__Exercise__.
Check each line of the records for "below"; collect those that have it.

(Stored records)

+-------+

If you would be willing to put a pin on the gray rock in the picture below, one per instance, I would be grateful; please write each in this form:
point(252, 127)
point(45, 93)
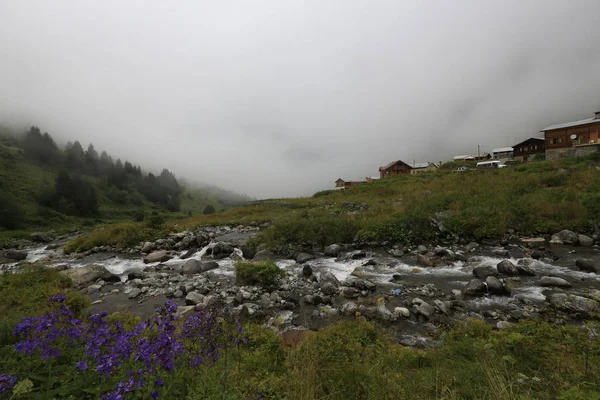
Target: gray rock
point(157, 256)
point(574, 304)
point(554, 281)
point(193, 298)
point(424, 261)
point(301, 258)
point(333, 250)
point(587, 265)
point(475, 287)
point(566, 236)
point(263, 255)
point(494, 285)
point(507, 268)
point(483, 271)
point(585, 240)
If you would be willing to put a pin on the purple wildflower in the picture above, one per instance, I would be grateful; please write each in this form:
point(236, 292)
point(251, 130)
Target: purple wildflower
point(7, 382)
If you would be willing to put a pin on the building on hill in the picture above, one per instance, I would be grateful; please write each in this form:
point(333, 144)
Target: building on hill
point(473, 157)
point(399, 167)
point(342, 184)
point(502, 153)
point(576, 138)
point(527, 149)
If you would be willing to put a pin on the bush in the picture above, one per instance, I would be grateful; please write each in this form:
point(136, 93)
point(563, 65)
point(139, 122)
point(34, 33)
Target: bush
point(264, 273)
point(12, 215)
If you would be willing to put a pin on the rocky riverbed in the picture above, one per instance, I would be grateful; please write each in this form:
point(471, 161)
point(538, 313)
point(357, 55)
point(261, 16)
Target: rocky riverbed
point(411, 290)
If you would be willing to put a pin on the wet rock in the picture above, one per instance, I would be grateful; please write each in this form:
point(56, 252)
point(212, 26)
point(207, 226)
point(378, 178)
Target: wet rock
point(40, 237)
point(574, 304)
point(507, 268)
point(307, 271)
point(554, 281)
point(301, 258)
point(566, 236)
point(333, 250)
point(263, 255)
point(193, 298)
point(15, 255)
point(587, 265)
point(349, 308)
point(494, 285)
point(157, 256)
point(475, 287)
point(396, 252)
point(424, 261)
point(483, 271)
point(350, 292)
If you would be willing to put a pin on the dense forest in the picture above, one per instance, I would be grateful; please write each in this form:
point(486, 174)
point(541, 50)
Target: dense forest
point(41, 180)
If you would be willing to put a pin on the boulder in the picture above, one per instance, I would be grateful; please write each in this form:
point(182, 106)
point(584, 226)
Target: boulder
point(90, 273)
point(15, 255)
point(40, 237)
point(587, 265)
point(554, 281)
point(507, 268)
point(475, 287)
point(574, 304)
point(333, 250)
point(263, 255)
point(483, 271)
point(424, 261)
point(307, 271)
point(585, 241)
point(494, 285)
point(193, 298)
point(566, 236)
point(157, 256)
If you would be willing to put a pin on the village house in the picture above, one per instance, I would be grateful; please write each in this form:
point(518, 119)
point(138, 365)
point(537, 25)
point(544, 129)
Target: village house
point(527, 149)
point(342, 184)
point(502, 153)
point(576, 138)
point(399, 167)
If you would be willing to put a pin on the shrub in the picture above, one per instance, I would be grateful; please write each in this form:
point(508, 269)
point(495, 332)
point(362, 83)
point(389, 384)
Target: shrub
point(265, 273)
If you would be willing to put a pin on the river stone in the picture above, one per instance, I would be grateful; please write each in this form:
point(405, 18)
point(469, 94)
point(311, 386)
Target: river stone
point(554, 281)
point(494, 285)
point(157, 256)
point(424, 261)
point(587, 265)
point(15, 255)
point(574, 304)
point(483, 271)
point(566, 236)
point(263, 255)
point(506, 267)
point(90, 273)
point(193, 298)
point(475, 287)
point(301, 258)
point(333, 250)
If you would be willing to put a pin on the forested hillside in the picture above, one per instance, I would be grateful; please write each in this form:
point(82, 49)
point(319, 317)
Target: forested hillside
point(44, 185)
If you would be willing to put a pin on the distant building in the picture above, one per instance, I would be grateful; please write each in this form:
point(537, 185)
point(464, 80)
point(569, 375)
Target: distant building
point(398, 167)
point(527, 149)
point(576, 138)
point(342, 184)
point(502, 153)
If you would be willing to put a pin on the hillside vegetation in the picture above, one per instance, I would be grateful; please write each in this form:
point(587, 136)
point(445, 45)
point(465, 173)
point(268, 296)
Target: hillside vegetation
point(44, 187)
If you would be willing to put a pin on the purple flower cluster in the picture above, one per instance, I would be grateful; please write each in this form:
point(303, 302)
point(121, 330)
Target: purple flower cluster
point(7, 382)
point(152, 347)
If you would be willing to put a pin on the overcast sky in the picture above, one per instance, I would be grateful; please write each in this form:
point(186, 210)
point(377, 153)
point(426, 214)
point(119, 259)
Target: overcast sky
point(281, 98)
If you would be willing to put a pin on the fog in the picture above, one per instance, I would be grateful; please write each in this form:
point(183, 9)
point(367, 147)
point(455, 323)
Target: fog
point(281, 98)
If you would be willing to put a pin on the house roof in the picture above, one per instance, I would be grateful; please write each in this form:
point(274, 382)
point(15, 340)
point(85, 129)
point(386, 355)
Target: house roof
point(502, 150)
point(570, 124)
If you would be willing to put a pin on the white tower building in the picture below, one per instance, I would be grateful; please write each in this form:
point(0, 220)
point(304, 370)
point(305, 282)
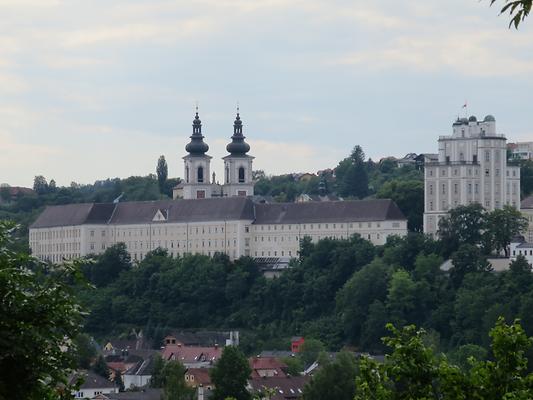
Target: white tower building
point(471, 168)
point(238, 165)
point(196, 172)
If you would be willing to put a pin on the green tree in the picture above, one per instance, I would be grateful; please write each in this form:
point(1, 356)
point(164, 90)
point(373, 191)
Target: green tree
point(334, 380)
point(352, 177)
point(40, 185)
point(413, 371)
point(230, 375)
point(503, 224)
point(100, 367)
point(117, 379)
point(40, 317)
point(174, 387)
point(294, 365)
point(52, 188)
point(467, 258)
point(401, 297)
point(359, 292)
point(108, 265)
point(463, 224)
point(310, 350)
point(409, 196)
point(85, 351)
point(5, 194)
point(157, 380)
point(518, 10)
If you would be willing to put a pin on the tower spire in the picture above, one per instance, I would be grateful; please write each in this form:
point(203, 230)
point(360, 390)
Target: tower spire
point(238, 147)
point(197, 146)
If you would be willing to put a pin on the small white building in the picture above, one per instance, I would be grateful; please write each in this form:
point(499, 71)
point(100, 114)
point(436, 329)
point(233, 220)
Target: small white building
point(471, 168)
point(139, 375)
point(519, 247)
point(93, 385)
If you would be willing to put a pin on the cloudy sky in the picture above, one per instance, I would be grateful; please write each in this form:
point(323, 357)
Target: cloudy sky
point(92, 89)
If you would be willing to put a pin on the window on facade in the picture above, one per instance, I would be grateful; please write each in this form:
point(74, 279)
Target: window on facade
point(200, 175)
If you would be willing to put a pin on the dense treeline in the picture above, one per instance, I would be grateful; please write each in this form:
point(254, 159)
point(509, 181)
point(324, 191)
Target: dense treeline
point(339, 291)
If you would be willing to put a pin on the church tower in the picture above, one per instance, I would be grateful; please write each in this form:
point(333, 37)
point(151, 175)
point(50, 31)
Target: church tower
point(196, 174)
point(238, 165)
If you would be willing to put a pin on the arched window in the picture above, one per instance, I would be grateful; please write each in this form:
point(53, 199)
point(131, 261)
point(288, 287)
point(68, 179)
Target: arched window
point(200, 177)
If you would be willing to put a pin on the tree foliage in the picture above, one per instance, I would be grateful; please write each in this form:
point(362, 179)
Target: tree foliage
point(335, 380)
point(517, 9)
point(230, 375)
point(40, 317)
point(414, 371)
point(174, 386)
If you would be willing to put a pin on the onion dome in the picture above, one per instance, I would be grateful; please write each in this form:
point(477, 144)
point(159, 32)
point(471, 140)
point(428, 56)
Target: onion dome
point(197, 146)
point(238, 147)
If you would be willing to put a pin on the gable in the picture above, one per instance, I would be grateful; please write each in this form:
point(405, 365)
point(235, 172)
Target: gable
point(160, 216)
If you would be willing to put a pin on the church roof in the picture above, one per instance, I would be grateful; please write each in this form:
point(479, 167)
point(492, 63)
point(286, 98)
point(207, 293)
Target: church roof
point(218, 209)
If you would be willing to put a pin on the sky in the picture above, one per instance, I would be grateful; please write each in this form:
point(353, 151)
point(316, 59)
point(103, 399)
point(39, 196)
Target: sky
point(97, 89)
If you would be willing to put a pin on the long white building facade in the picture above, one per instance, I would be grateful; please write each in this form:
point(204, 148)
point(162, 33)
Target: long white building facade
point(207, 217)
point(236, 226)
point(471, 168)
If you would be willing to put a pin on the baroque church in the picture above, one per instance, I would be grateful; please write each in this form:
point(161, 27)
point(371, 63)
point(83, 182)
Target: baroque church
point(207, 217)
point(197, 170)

+-------+

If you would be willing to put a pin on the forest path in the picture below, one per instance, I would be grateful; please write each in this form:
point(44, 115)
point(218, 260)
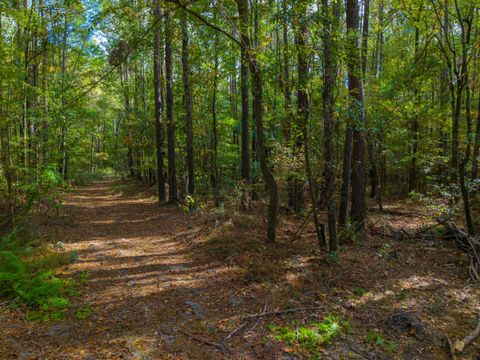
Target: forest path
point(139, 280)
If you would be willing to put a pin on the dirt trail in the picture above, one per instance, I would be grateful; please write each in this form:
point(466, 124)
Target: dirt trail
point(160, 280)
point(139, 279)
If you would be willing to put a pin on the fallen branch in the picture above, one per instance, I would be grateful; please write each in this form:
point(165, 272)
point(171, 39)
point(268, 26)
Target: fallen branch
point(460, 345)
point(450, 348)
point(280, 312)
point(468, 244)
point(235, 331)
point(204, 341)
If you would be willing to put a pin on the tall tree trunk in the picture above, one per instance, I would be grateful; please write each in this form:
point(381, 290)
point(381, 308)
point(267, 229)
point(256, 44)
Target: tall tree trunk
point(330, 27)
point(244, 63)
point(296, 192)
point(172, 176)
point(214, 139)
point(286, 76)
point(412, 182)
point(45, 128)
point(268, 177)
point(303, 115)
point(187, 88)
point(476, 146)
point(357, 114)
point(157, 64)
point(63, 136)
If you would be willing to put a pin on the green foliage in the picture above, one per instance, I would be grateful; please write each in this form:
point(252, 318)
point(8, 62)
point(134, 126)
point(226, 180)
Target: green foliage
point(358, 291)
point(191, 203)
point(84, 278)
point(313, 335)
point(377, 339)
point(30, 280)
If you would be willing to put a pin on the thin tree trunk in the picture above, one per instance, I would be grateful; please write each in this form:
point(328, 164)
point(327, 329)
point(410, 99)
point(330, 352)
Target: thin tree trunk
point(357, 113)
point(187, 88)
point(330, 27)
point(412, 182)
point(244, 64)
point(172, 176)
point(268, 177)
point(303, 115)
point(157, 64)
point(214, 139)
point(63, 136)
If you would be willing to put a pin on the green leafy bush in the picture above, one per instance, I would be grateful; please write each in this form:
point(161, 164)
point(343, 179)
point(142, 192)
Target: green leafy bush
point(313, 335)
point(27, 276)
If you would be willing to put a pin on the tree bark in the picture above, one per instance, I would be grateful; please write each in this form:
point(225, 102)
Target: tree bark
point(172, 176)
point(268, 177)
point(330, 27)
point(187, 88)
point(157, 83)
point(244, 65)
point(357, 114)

+-------+

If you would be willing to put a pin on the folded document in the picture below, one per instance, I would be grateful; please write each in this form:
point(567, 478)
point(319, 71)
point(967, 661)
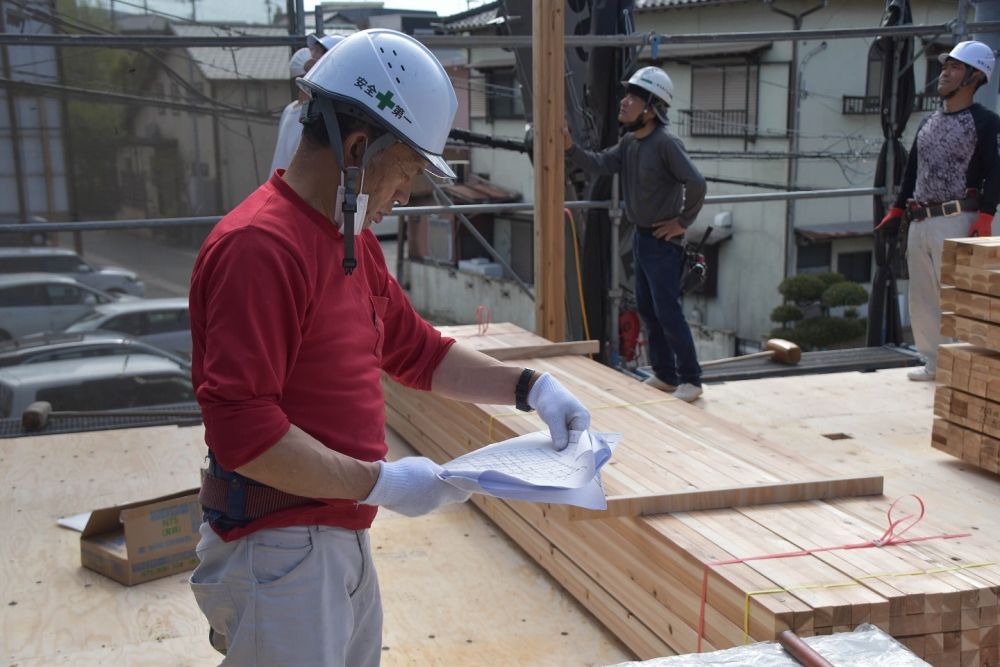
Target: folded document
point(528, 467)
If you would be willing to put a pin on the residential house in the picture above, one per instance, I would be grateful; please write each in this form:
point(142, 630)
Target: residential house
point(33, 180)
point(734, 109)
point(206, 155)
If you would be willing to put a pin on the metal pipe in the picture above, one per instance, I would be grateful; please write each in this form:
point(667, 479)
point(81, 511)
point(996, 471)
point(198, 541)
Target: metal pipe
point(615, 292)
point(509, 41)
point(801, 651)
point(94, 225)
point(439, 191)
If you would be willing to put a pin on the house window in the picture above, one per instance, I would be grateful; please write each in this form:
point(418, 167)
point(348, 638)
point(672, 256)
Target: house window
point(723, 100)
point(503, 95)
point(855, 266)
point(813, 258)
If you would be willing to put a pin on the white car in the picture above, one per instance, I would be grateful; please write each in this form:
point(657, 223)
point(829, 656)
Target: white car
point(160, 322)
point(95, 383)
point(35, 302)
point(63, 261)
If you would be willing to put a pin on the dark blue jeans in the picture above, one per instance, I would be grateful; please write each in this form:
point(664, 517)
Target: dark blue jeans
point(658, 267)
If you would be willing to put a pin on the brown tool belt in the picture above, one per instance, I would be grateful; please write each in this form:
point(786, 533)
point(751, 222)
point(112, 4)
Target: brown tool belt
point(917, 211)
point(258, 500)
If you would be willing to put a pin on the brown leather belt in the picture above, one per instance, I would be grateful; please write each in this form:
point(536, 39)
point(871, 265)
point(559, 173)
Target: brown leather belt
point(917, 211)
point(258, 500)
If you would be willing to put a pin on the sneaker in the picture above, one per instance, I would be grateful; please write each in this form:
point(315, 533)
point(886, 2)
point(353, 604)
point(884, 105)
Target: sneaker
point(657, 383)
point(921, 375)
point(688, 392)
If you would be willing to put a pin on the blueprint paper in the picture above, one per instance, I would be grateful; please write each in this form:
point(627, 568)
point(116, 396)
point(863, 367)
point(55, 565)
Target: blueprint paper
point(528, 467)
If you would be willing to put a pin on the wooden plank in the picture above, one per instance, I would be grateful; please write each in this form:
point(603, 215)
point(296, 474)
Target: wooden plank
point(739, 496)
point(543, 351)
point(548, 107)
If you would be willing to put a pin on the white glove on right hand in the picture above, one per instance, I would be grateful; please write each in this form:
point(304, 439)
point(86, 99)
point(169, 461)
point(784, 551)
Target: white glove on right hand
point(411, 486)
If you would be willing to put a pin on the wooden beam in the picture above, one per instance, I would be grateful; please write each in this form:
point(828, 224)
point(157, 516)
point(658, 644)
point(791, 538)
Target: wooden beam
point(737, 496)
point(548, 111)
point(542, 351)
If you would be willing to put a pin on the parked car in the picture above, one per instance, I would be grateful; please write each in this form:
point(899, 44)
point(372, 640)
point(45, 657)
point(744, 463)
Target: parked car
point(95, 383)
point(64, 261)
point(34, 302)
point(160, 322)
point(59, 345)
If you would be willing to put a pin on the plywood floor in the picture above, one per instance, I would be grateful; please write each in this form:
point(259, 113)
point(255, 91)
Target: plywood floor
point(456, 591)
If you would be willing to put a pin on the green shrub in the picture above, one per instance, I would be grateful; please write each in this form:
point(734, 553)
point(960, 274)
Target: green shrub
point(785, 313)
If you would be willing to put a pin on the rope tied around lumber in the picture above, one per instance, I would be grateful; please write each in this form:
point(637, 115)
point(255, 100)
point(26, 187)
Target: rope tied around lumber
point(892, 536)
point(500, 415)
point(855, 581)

+-------+

__Answer to the problem__.
If you would be willing to put a pin on the gray rock in the picture below, one per instance, I would be grateful; please write each in this form:
If you would be willing to put a pin on the white tower building in the picture below, one per instance, I would be grateful; please write each in this form:
If you would be willing to put a pin on the forest path in the picture below, one per instance, I would be grateful; please write each in this form:
If you would be willing to put a pin on the folded document in the picture below, one per instance, I would be grateful; please write each in this form:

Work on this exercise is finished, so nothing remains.